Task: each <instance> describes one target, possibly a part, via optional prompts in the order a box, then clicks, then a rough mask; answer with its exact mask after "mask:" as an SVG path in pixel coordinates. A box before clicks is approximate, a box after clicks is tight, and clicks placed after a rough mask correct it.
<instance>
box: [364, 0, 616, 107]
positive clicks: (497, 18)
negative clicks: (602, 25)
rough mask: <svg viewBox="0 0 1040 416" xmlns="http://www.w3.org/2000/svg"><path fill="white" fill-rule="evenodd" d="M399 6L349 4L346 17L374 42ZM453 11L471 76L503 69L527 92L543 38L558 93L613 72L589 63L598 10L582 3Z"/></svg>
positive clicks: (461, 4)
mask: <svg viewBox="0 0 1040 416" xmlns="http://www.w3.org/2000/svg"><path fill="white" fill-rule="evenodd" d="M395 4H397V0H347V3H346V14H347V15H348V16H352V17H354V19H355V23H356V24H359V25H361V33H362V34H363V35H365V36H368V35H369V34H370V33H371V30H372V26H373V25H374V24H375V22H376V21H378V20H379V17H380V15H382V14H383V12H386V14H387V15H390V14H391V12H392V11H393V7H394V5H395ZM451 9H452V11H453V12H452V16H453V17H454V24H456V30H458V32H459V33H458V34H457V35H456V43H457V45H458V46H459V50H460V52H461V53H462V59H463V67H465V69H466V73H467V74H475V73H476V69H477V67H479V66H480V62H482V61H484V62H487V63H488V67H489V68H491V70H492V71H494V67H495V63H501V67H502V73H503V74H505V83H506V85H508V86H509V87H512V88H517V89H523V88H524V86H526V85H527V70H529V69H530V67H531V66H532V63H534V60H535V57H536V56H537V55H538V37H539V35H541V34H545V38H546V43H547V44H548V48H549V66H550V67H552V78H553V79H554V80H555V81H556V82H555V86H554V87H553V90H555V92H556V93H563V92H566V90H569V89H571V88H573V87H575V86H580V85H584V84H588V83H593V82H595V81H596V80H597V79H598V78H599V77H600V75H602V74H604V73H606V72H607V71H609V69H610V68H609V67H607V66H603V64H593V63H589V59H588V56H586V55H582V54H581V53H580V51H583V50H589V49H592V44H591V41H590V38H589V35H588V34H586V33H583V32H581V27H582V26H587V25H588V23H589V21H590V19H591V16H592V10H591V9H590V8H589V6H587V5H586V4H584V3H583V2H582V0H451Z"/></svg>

= = =

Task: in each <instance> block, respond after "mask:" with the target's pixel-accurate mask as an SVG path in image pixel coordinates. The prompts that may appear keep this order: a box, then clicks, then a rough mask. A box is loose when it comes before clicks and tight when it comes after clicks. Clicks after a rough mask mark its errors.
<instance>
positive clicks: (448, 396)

= = =

**ASSIGNED TASK:** Reproduce the records starting at the line that contains "Task: each <instance>" and ending at the line that contains "positive clicks: (497, 18)", both included.

**TASK ANSWER:**
Task: each <instance> describes one target, possibly a part, via optional prompts in the order a box, then clicks, then a rough mask; answer with its exact mask after "mask:" as an SVG path in pixel coordinates. A box before clicks is approximate, a box after clicks is tight, and clicks placed after a rough mask correct it.
<instance>
box: [364, 0, 616, 107]
positive clicks: (497, 18)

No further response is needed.